Pero José Vicente no tiene esa suerte. El coche encima del cual ha tratado de aguantar es arrancado del lugar por la furia del agua. José Vicente se agarra a los cables de la luz y alguien le tira una cuerda. Con esfuerzo, llega a atarse a los respiradores del garaje, a más de dos metros de altura. Con esta solución consigue aguantar unos minutos sin ser vencido por la corriente. El agua le llega al cuello, luego a la barbilla. Algunos vecinos que vociferan sin cesar improvisan un rescate con dos escaleras unidas con bridas. Los vecinos gritan su nombre, le ofrecen las manos desde el balcón, pero la distancia es insalvable. Uno de ellos, Ángel, con la voz rota por la impotencia, le suplica que resista. «¡José, aguanta! ¡Ya casi lo tienes!» Otros buscan más cuerdas, más escaleras, cualquier cosa que pueda ser útil, con las caras empapadas, no solo por la lluvia, sino por la angustia de ver a un hombre luchando contra el agua, tan cerca y tan lejos al mismo tiempo.

Tus tareas:
1 > En el relato sobre José Vicente y la crecida del agua, ¿con qué improvisan algunos vecinos un rescate?
2 > Continúa el relato sobre José Vicente y la crecida del agua a partir de su última oración.
Las líneas son un material aparte, independiente del texto.

Material proporcionado:
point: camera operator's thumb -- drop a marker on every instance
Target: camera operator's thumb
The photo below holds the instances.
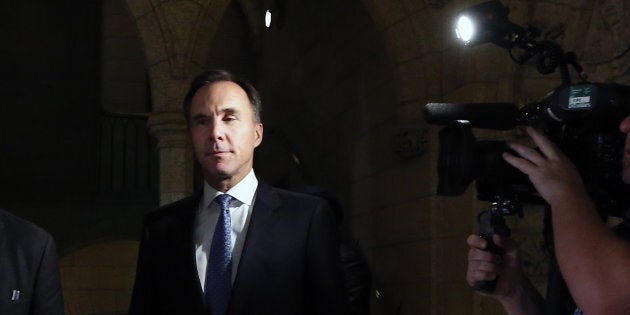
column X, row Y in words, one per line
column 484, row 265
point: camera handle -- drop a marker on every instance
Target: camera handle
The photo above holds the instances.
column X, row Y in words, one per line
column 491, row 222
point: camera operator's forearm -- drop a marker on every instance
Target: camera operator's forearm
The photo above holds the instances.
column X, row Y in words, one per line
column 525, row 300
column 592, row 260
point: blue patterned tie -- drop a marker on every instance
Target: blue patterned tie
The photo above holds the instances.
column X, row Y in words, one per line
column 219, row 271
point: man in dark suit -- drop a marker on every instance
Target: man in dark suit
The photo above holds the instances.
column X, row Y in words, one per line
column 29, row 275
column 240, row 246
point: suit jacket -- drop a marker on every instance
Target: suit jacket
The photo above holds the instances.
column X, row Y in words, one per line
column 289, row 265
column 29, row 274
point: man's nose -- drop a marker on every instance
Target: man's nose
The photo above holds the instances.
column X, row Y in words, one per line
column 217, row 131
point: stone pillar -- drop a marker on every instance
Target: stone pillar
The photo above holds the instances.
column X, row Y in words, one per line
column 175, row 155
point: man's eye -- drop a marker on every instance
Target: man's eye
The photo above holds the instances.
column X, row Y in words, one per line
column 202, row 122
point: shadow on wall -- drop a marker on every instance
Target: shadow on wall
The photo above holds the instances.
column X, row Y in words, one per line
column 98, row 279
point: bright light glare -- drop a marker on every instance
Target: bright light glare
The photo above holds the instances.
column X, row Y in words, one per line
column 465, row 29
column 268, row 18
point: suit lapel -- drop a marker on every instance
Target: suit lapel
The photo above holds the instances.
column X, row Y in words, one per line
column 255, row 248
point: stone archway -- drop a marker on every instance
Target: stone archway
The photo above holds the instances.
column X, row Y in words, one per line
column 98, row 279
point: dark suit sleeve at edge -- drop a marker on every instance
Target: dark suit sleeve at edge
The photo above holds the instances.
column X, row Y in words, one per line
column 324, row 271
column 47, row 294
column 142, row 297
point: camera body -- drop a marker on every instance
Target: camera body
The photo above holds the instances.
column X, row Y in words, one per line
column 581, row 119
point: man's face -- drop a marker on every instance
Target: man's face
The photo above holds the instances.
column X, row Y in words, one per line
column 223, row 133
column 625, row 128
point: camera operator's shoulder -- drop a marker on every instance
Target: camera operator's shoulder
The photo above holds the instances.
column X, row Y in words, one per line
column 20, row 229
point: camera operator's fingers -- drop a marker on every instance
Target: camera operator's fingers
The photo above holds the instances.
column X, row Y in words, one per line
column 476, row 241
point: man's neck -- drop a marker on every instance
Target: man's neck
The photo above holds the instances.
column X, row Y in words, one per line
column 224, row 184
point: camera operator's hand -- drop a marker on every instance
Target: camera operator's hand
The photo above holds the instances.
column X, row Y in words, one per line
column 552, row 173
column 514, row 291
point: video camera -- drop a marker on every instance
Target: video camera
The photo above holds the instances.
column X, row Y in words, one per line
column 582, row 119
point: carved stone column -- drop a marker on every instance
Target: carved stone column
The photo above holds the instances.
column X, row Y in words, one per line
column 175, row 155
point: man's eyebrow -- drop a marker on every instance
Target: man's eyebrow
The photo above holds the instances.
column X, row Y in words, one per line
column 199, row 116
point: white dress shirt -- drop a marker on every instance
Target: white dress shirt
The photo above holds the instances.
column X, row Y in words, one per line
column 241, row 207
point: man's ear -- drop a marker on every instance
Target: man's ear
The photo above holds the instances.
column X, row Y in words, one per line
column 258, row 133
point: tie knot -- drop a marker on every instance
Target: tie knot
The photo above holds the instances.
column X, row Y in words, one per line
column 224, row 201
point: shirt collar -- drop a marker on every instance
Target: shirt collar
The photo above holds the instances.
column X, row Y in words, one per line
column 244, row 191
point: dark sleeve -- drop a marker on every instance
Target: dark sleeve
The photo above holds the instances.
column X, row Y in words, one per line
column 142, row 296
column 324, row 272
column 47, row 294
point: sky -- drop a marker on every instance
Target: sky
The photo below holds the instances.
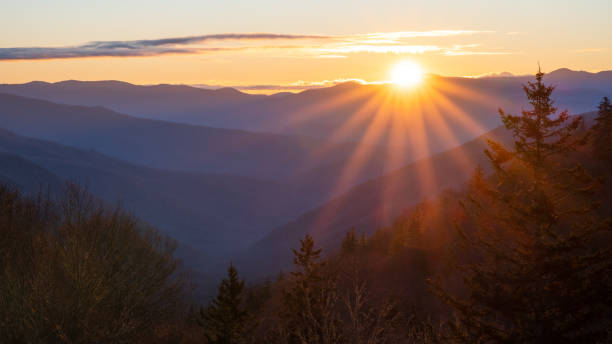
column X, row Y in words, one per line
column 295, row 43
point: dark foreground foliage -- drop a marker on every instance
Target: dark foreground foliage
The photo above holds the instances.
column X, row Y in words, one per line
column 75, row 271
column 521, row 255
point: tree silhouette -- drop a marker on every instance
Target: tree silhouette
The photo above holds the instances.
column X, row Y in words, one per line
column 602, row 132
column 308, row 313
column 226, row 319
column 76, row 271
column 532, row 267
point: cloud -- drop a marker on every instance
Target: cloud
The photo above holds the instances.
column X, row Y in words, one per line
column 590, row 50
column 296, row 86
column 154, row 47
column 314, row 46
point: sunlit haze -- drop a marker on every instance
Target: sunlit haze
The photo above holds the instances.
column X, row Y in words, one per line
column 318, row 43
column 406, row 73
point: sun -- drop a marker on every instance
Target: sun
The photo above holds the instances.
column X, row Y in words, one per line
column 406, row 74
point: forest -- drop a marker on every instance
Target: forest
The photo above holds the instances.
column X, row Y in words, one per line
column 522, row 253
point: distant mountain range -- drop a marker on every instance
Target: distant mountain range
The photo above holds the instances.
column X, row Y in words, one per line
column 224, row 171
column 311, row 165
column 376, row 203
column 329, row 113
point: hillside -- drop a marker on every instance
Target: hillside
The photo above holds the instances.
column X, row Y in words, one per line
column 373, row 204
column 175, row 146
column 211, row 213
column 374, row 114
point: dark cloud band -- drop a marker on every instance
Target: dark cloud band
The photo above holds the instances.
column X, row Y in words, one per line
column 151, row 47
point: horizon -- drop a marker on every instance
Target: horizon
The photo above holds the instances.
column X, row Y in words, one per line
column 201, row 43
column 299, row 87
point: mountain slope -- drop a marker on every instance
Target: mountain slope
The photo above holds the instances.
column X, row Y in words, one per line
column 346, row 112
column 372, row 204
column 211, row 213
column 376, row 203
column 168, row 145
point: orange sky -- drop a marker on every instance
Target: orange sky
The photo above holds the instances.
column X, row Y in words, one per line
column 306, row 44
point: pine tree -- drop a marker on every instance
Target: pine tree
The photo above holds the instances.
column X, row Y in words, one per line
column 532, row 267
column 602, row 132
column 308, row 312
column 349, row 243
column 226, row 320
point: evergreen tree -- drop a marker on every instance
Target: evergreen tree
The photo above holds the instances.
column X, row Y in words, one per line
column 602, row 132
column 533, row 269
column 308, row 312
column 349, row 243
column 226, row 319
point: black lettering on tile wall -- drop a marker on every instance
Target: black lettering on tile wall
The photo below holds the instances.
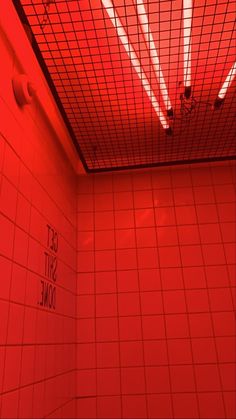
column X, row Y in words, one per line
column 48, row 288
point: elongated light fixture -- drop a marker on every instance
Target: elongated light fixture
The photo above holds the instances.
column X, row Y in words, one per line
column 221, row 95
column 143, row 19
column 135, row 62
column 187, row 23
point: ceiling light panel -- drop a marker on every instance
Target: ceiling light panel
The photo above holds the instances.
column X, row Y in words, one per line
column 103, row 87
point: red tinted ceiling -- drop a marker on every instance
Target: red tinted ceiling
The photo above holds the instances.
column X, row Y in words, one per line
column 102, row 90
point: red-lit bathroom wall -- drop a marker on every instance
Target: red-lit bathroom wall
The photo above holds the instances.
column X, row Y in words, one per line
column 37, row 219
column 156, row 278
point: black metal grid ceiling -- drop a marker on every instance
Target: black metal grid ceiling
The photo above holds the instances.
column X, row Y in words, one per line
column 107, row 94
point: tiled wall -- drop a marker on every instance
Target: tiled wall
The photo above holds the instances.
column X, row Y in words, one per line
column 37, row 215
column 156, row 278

Resultados de tareas:
1 > Con dos escaleras unidas con bridas.

2 >
A las 20.11 suena en todos los móviles que graban el desastre la alarma masiva enviada por Emergencias de la Generalitat para avisar a la población del riesgo de temporal. Pero para José Vicente y Hui, la advertencia es un eco inútil. La señal llega cuando ya no hay elección, cuando el agua y el barro ya han decidido por ellos.

En Benetússer, el padre de Hui, al ver cómo su hija es arrastrada por la corriente, se lanza tras ella. El agua lo golpea con la dureza de una pared. Intenta nadar, pero la fuerza es incontrolable. Finalmente, puede agarrarse a un coche que flota, usándolo como ancla, pero la distancia entre él y Hui aumenta cada segundo. No lo conseguirá. Desde las ventanas, los vecinos del bar gritan su nombre, impotentes, y se tapan la boca con las manos al ver cómo la niña desaparece en medio de la corriente. La calle Palleter, una vía de pueblo como cualquier otra, se ha convertido en un torrente de agua similar al río Júcar. Pero, además, arrastra toda clase de objetos que destrozan lo que encuentran a su paso. En Catarroja, José Vicente estira los brazos hacia la escalera improvisada. Está justo debajo del balcón. El agua ruge y la escalera se encuentra a solo unos centímetros, pero no lo bastante cerca. Algo — tal vez una puerta arrancada, una farola caída— le golpea las piernas y lo arrastra hacia abajo. Antes de desaparecer bajo el agua, José grita:

—¡Rosa!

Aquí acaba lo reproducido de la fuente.